◆ **Task goal**
From the data that follows, copy every line with the string "separate".

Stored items
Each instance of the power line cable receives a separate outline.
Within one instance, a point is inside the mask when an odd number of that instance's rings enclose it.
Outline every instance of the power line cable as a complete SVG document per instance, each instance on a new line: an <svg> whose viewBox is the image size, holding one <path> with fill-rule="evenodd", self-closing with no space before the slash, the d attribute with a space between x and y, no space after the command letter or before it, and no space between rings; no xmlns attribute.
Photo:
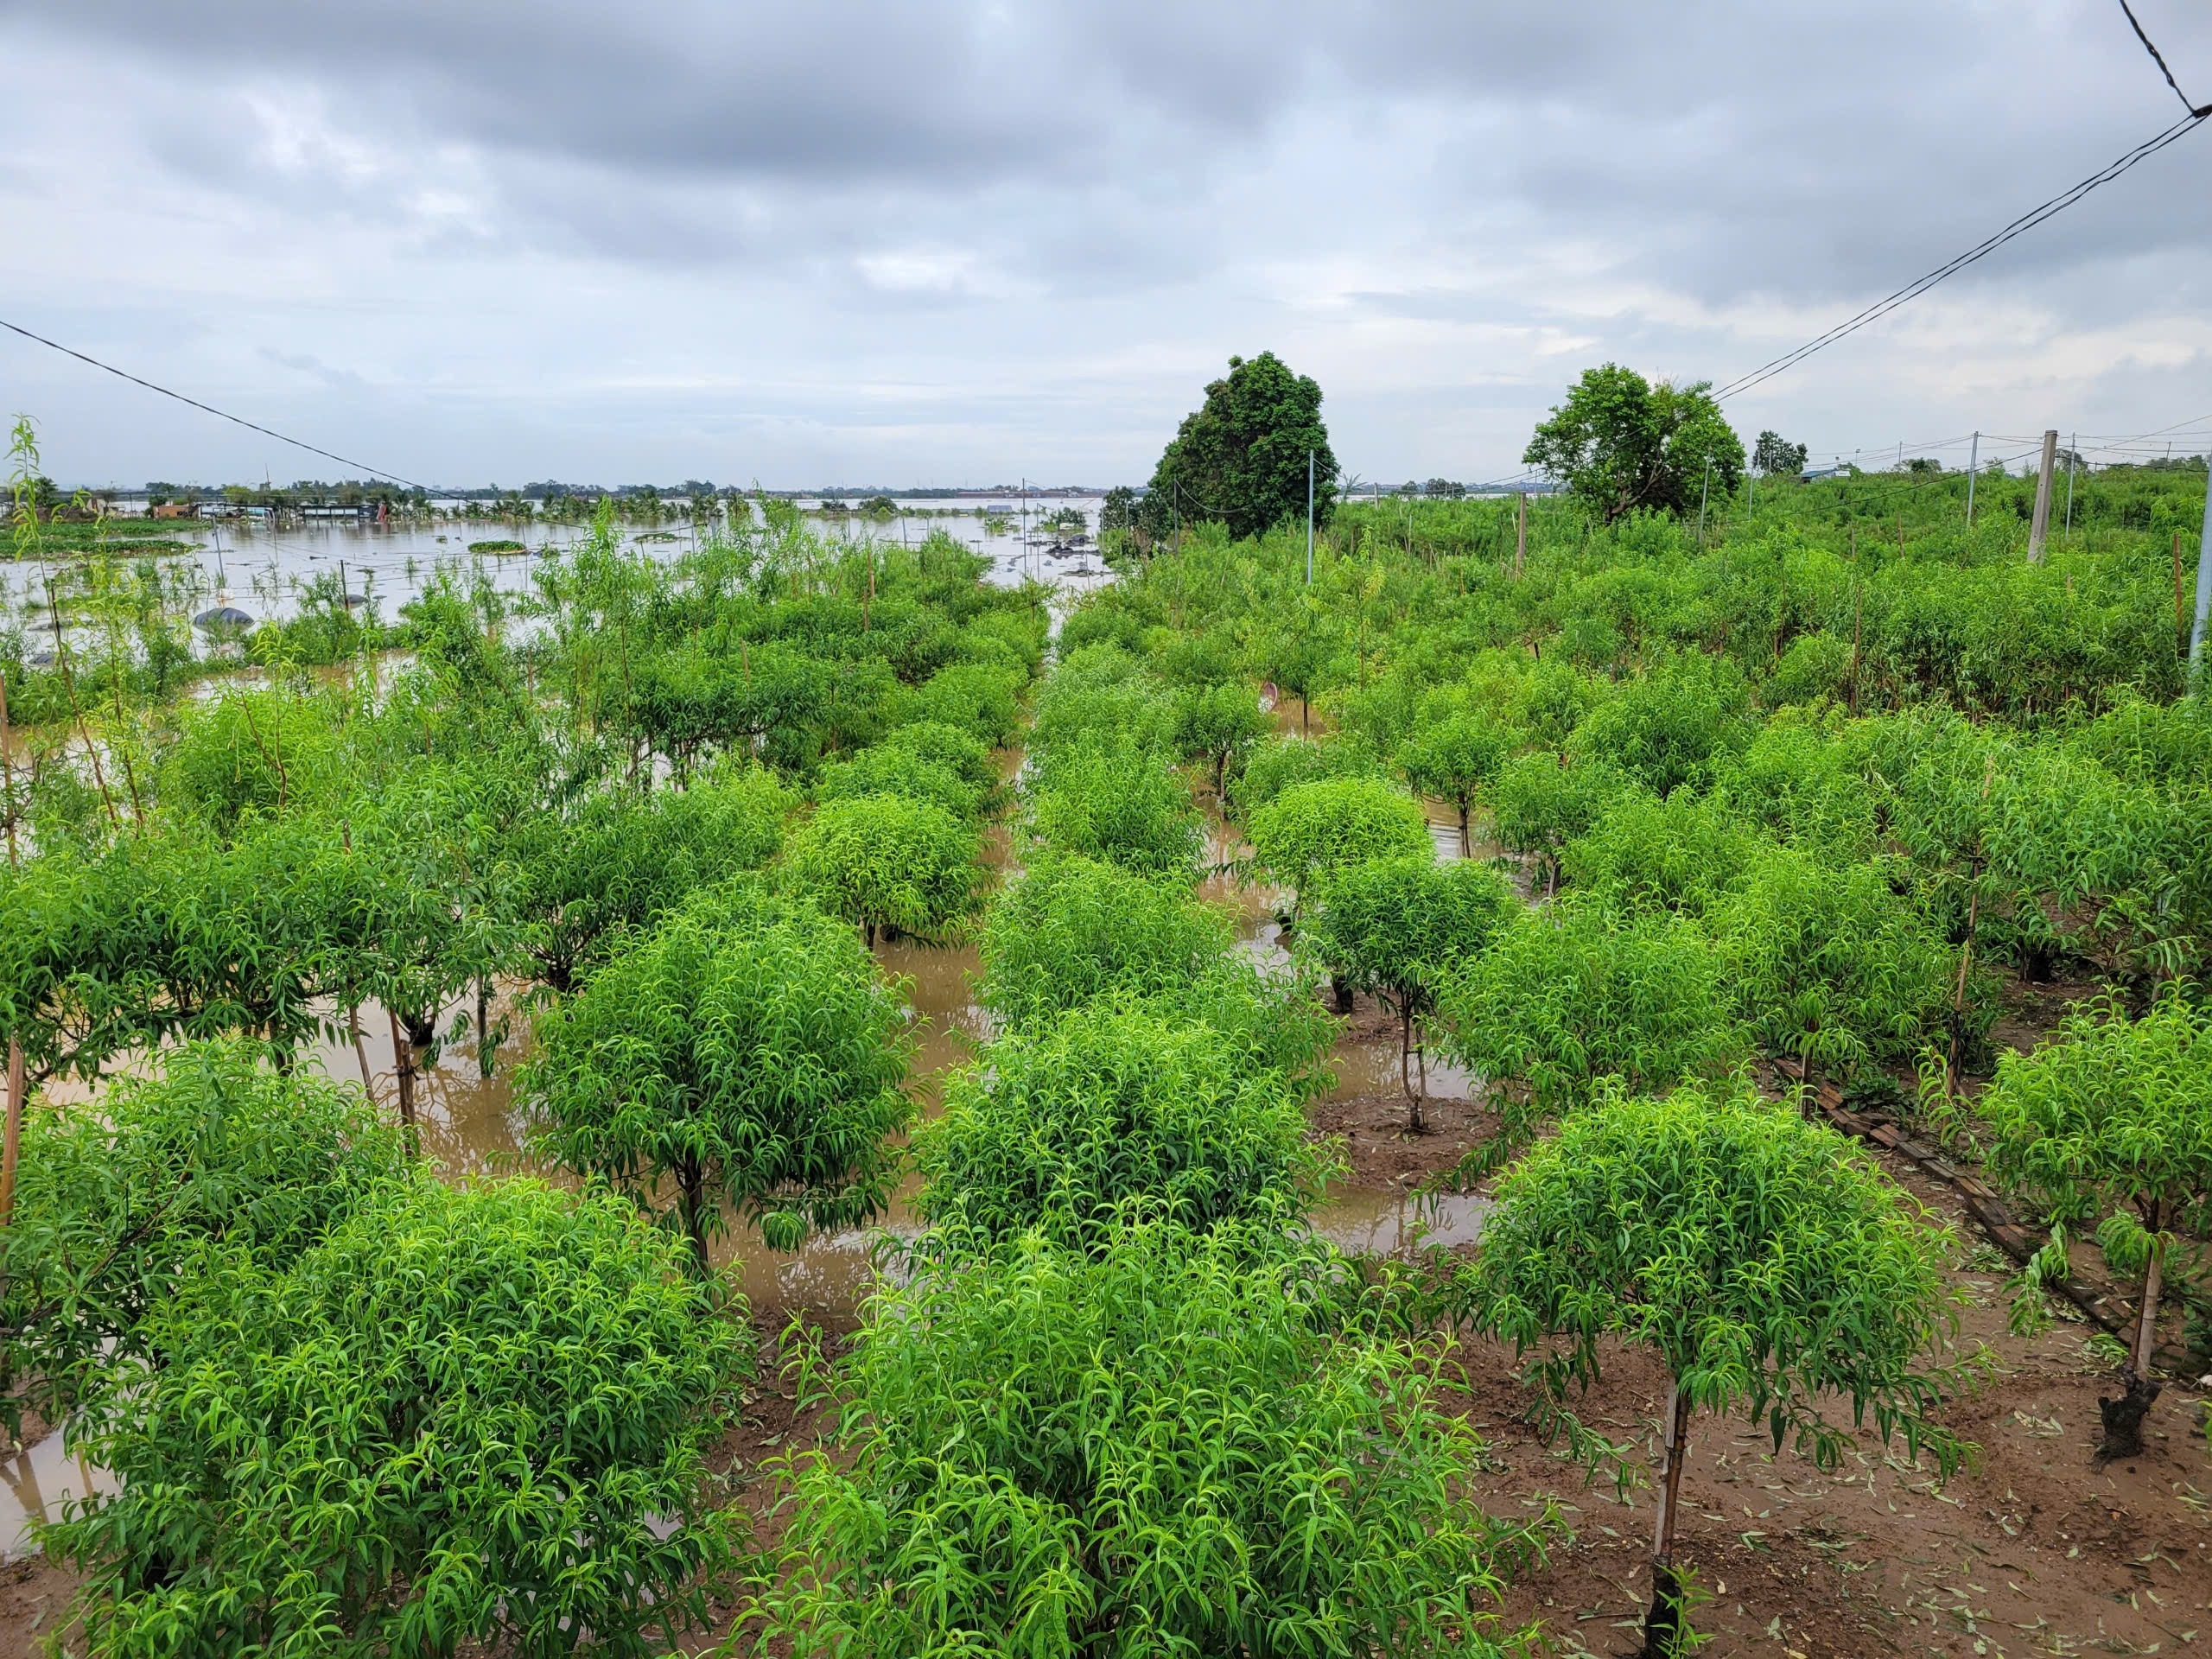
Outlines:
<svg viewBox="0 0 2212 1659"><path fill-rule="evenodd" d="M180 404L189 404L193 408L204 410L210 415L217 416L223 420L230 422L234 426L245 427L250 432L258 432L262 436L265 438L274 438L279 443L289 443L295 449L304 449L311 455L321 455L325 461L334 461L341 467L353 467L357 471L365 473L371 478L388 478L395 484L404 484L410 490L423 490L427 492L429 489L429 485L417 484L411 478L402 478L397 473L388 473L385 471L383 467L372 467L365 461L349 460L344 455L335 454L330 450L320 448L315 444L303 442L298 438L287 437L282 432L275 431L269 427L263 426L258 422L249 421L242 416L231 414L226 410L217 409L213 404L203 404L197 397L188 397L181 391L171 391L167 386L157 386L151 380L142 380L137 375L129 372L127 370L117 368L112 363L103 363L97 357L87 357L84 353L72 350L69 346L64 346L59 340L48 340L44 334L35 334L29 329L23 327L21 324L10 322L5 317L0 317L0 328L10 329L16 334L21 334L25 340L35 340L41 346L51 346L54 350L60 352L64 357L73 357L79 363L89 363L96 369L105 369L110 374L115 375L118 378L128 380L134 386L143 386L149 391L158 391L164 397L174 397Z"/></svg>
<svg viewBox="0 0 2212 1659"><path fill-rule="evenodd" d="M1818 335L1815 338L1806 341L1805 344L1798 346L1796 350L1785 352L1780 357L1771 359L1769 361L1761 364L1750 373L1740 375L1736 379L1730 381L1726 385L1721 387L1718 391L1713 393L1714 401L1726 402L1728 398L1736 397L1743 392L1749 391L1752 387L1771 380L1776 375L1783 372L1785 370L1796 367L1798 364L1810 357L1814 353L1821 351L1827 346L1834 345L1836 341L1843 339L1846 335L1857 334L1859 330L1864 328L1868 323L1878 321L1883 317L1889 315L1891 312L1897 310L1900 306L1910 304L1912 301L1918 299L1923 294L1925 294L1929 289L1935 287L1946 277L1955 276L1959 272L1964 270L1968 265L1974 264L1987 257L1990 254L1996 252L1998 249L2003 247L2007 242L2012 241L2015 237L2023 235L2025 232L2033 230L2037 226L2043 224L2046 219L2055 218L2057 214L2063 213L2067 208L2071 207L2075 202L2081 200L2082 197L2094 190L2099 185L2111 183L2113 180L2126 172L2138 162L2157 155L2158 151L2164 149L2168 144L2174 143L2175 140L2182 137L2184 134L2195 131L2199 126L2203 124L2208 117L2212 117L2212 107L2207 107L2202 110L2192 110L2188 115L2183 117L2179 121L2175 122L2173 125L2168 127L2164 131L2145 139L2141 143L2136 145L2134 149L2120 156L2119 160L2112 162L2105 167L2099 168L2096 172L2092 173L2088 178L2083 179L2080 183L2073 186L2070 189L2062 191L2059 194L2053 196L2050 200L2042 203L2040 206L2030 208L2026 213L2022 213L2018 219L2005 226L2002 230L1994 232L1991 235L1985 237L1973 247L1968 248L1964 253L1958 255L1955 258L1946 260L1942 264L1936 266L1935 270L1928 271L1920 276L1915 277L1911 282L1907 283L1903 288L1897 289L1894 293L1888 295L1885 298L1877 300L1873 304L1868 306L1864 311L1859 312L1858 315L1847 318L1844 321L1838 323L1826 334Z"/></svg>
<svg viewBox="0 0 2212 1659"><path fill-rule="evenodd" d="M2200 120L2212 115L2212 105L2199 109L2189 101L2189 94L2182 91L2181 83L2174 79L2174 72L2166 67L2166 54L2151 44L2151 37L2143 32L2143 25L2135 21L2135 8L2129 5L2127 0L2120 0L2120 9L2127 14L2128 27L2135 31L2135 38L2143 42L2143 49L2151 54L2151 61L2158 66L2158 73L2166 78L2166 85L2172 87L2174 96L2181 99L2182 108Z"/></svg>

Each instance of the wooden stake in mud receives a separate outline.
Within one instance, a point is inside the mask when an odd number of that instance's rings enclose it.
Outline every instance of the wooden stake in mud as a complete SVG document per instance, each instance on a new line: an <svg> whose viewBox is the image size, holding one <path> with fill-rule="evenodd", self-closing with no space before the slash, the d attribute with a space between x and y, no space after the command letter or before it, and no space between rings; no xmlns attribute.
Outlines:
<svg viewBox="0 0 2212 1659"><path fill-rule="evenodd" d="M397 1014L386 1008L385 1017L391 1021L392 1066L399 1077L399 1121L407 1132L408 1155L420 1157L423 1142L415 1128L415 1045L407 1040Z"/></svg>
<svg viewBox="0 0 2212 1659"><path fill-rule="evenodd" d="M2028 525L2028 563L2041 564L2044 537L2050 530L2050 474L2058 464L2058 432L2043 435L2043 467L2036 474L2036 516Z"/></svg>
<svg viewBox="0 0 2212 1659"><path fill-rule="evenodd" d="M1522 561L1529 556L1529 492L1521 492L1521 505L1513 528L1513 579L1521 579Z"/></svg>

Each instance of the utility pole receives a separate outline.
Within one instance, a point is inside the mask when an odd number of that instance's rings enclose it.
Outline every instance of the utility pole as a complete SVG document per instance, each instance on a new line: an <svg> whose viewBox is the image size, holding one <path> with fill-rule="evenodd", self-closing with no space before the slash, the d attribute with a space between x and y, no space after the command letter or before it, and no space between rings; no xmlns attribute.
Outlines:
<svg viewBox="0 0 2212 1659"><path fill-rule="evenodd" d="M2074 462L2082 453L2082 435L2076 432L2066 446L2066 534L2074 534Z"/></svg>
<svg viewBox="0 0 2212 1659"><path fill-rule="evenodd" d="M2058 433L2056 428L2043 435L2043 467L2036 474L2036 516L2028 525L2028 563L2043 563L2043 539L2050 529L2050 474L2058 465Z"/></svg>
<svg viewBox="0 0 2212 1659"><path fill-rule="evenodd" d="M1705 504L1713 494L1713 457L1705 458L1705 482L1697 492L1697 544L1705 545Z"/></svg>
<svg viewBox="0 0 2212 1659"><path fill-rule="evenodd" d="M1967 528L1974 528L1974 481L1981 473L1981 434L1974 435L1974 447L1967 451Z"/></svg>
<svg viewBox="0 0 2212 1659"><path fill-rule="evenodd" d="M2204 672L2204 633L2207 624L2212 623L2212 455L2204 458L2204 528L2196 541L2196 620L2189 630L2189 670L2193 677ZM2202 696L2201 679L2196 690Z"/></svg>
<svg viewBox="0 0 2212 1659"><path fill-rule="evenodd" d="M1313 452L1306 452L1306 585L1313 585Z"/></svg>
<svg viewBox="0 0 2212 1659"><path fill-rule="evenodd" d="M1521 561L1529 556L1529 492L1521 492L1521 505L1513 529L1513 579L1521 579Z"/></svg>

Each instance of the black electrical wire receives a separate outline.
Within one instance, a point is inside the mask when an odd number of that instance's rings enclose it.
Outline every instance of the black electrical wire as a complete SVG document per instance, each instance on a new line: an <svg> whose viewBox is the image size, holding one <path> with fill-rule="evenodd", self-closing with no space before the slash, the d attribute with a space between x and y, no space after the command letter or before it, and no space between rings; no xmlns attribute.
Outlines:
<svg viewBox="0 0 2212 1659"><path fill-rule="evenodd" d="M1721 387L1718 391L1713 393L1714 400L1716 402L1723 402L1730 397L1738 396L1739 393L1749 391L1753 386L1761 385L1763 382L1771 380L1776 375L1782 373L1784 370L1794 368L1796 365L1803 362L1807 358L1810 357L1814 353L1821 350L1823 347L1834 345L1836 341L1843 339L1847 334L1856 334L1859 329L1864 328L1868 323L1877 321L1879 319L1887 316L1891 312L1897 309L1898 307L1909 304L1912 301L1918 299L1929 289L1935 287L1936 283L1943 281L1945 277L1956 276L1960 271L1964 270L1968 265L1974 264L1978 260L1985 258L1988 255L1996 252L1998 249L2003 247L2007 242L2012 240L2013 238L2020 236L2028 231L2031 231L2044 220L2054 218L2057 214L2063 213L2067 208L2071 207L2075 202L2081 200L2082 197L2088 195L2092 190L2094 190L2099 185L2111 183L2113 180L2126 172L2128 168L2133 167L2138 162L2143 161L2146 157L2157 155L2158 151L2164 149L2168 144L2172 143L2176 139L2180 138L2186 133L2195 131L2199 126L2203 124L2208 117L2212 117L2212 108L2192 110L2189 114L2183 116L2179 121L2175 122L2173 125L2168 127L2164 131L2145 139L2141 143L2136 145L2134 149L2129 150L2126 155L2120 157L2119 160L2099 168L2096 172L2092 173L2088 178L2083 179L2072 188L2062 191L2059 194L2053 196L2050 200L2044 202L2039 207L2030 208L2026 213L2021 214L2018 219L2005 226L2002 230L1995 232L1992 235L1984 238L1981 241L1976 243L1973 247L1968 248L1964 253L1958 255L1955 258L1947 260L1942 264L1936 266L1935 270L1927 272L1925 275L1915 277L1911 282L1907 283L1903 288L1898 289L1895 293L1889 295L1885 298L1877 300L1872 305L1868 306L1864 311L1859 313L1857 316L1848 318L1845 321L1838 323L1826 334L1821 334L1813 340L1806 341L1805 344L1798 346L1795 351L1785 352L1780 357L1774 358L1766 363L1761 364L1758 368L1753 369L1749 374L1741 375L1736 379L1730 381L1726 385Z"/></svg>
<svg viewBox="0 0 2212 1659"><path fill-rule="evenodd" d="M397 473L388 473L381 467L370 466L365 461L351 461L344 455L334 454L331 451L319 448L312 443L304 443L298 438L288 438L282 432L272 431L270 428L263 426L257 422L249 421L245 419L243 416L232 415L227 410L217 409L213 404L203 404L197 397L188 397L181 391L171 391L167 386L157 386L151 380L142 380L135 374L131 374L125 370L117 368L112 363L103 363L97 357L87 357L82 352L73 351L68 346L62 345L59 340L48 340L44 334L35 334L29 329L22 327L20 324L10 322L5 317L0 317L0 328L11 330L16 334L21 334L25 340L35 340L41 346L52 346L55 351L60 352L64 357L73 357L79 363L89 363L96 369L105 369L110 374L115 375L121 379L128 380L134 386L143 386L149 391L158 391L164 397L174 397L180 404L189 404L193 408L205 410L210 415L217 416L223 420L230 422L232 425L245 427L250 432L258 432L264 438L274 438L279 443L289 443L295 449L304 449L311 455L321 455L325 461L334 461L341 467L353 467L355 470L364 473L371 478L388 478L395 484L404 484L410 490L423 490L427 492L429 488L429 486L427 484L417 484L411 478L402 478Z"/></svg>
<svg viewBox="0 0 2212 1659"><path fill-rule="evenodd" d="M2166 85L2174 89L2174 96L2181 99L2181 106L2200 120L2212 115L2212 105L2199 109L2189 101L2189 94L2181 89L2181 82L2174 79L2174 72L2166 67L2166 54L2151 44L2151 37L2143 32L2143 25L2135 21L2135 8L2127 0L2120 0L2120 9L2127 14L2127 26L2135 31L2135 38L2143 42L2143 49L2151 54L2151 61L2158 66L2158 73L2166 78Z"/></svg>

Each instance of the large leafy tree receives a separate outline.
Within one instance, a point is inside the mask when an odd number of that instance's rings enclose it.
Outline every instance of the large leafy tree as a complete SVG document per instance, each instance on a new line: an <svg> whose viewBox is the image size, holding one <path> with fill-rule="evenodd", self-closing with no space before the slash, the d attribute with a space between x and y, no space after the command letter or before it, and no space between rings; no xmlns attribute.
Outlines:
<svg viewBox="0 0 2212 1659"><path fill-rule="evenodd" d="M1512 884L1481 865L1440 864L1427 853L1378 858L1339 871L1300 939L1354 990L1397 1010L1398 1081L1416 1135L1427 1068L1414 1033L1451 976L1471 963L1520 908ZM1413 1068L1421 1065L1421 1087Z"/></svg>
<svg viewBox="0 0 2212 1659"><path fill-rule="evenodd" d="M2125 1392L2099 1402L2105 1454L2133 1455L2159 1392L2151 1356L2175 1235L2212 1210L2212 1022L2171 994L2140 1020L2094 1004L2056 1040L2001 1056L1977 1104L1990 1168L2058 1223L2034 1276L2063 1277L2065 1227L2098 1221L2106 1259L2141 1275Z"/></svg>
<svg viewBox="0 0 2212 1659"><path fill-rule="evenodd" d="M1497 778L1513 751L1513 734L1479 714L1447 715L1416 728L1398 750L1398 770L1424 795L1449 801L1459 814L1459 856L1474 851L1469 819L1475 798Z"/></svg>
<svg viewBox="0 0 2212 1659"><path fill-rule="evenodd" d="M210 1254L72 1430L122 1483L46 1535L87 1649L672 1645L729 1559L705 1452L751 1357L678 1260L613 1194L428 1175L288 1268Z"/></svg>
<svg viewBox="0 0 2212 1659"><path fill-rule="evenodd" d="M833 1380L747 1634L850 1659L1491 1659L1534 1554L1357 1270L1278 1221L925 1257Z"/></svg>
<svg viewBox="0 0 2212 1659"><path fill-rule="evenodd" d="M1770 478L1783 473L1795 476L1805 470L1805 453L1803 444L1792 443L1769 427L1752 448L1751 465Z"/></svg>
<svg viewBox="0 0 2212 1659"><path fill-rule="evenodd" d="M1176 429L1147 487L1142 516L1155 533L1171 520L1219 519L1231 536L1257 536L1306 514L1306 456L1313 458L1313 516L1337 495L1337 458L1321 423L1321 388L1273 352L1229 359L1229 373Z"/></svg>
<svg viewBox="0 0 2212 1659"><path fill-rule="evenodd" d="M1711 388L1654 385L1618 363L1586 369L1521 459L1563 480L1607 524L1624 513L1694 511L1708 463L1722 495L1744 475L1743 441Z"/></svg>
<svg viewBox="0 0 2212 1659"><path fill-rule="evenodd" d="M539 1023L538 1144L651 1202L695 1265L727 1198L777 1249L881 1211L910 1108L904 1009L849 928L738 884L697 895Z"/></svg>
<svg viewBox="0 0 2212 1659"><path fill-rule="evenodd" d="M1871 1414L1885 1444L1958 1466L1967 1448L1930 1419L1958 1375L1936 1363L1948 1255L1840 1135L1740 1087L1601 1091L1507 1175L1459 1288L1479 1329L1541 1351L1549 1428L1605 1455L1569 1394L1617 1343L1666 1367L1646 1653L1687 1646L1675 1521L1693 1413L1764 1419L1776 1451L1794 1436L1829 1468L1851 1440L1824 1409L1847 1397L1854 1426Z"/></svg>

◆ **Answer to this problem**
Each instance of the power line cable receives a separate outline.
Each instance of the wooden stake in mud receives a separate outline.
Each instance of the utility pole receives a separate outline.
Each instance of the black electrical wire receives a separate outline.
Each instance of the large leafy tree receives a separate outline.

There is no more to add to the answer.